ABSTRACT

Dose-response assessment includes two processes. The first process is an assessment of all data that are available or can be gathered through experiments to document the dose-response relationship(s). Frequently this range of data points may not include sufficient information to identify a critical region where the adverse effect starts to occur (i.e., the dose that is low enough not to cause the effect or reference dose shown in Fig. 2.1) in the human population. The second process consists of extrapolation to estimate the risk of potential adverse effect beyond the lower range of available data to make inferences about the critical region where the dose level begins to cause the adverse effect in the human population. The extrapolation may involve a high-to low-dose extrapolation and/or animal-to-human extrapolation. The initial step of dose-response assessment is to evaluate the scientific information for a better biological understanding of how each type of toxicity or response (adverse effect) occurs (i.e., a sequence of key events and processes, starting with interaction of an agent with a cell, proceeding through operational and anatomical changes, and resulting in the effect) also known as mode of action. Depending on the chemical’s mode of action, different approaches (nonlinear or linear dose-response assessment) are used to estimate the potential risk posed by a chemical substance. For example, many regulatory organizations assume that noncarcinogenic and nonmutagenic effects have a threshold, a dose level below which an empirically observable response is unlikely because homeostatic

compensation and adaptive mechanisms in the exposed tissue protect against or effectively repair toxic effects. In contrast, chemicals that cause cancer by a mutagenic or unknown mode of action are assumed not to have a threshold. On the basis of this mode of action, the risk assessor determines the nature of the extrapolation used in the second process discussed in the preceding text, either through nonlinear or through linear dose-response assessment.

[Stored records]
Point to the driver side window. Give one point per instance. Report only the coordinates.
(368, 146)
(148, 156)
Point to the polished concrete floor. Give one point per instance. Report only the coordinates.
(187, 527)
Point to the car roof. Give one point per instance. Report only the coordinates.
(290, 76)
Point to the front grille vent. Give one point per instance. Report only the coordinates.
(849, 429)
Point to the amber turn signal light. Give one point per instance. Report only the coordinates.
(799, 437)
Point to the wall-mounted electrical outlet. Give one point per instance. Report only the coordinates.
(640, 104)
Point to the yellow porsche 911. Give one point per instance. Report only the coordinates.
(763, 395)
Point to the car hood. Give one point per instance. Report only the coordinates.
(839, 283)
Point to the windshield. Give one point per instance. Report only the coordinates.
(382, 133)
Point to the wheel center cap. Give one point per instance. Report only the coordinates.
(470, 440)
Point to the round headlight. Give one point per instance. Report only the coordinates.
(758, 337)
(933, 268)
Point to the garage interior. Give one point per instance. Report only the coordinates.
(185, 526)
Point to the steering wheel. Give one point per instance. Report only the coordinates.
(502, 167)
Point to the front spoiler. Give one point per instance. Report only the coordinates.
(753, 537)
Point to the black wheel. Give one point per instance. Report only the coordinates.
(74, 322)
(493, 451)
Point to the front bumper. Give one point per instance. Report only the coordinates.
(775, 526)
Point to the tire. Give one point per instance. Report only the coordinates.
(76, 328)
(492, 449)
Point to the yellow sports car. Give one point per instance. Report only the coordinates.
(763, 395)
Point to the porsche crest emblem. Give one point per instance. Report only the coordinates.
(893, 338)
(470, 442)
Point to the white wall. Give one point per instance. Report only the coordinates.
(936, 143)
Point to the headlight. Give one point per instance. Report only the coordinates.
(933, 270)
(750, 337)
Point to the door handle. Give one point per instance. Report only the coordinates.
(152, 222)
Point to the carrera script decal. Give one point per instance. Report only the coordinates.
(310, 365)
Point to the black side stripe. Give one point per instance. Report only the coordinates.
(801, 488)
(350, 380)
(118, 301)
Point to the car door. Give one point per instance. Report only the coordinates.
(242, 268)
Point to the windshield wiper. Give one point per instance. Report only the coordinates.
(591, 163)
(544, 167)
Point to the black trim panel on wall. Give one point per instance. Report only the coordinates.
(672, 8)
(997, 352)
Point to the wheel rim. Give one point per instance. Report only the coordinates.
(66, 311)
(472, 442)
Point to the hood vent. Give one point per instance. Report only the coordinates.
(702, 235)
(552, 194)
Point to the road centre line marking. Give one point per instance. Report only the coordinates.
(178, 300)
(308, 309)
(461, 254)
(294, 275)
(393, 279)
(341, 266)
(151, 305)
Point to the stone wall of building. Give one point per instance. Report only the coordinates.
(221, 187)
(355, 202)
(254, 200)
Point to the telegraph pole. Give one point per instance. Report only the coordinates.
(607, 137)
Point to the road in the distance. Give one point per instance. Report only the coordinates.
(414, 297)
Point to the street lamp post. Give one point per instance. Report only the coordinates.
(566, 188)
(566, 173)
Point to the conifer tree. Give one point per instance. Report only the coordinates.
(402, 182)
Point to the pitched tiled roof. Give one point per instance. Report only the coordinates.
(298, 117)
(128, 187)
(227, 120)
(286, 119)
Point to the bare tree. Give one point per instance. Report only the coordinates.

**Work to be completed**
Write out the abstract on dose-response assessment word for word, everything from "compensation and adaptive" down to "linear dose-response assessment.".

**Written solution**
compensation and adaptive mechanisms in the exposed tissue protect against or effectively repair toxic effects. In contrast, chemicals that cause cancer by a mutagenic or unknown mode of action are assumed not to have a threshold. On the basis of this mode of action, the risk assessor determines the nature of the extrapolation used in the second process discussed in the preceding text, either through nonlinear or through linear dose-response assessment.